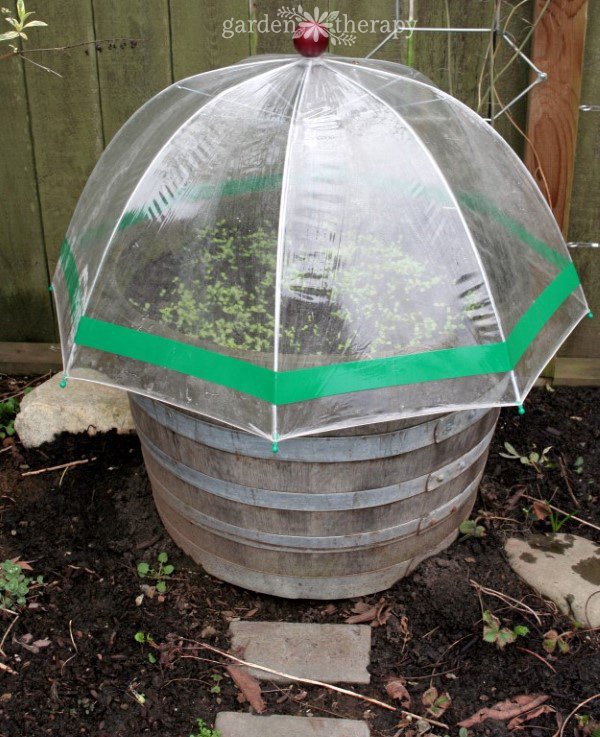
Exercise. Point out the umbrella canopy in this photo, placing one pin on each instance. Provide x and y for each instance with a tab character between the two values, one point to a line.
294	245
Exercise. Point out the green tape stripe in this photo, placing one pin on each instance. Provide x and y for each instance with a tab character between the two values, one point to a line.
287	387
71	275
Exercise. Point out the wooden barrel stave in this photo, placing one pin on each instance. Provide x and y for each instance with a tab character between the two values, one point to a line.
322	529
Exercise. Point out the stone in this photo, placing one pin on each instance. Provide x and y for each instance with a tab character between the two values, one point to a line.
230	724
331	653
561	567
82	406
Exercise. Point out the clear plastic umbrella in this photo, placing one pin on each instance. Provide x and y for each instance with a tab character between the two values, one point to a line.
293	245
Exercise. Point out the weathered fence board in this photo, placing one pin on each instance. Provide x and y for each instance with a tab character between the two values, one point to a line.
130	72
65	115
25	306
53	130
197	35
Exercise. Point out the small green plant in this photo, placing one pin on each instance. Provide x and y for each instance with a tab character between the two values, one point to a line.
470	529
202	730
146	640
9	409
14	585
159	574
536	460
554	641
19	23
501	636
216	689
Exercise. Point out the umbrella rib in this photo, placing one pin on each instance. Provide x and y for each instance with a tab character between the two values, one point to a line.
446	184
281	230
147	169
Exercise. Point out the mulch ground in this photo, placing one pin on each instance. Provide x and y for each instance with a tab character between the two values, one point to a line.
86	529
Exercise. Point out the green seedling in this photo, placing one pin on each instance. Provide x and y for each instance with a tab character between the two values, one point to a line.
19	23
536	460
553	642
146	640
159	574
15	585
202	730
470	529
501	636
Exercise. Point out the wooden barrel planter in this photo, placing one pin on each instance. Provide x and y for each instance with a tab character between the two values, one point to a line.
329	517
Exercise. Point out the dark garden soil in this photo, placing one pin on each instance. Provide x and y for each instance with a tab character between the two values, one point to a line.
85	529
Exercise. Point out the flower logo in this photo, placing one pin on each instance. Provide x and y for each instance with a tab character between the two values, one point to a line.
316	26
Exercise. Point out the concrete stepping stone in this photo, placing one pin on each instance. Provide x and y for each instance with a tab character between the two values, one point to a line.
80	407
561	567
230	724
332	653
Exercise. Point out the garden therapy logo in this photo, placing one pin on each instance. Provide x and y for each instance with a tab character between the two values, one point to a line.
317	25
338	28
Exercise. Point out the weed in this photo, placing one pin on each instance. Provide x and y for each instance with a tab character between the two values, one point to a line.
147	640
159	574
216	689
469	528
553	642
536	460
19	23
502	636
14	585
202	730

--

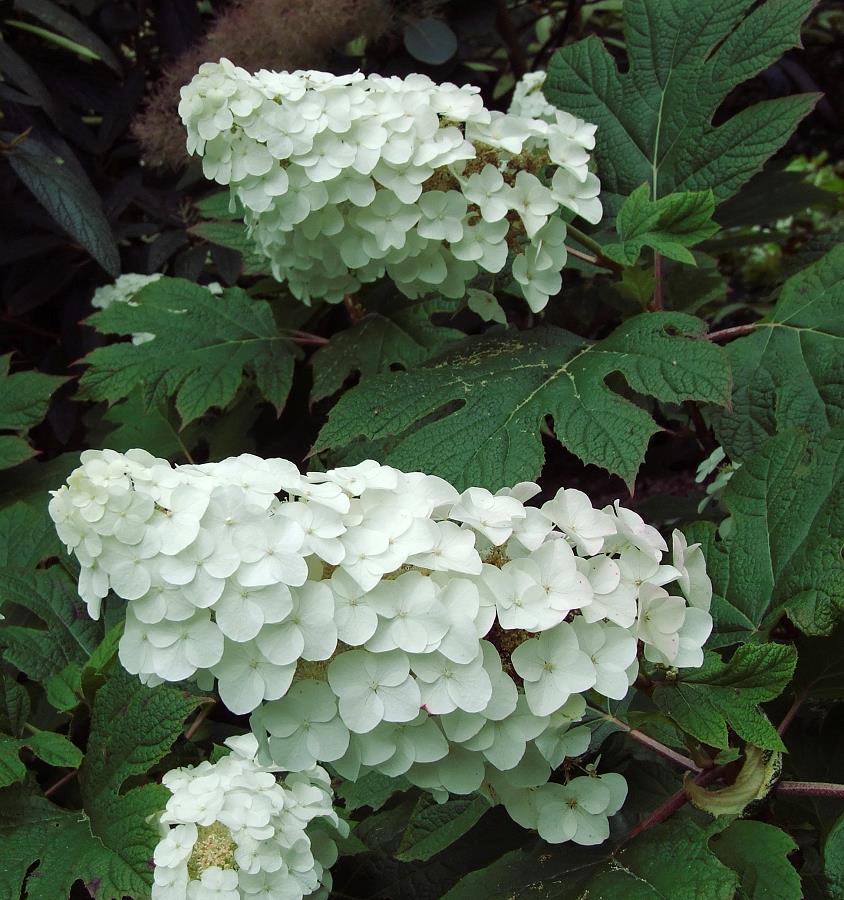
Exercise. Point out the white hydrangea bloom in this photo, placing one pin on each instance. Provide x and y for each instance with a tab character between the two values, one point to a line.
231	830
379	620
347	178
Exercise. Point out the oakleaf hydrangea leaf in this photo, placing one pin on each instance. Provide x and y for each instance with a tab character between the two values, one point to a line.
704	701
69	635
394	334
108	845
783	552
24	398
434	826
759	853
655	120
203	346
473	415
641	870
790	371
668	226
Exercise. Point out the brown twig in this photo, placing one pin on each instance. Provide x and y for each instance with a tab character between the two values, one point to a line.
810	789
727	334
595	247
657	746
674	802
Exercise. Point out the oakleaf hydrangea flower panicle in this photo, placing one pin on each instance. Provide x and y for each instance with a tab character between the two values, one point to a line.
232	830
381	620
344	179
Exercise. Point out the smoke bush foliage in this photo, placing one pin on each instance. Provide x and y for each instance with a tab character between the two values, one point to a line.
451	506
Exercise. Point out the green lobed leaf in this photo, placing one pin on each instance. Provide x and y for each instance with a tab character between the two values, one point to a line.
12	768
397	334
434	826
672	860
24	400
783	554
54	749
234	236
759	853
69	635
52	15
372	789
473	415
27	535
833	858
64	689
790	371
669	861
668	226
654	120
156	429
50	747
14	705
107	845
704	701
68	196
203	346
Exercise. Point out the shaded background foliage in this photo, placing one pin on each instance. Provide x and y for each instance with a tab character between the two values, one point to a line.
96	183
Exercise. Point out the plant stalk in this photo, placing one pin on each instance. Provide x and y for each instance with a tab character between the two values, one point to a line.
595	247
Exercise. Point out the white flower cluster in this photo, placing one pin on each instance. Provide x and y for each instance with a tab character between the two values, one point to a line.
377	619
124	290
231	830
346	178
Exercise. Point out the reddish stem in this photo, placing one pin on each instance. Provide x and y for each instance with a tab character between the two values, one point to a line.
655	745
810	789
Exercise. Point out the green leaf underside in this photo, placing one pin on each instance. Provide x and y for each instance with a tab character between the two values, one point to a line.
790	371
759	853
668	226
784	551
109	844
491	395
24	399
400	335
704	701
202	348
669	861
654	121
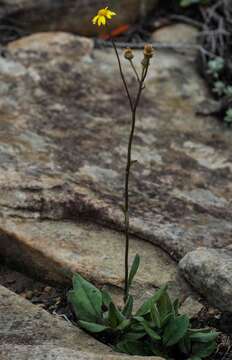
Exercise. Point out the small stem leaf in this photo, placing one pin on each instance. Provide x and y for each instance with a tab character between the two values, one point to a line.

- [GOAL OF THE EXERCISE]
Pick out every line of the rows above that contains the word "tape", and copy each one in full. Case counts.

- [TASK ANSWER]
Exercise. Point out the green tape stripe in this photo, placing one pin on each instance. Provide x and y for each instance with a tab character between the two values, one point to a line.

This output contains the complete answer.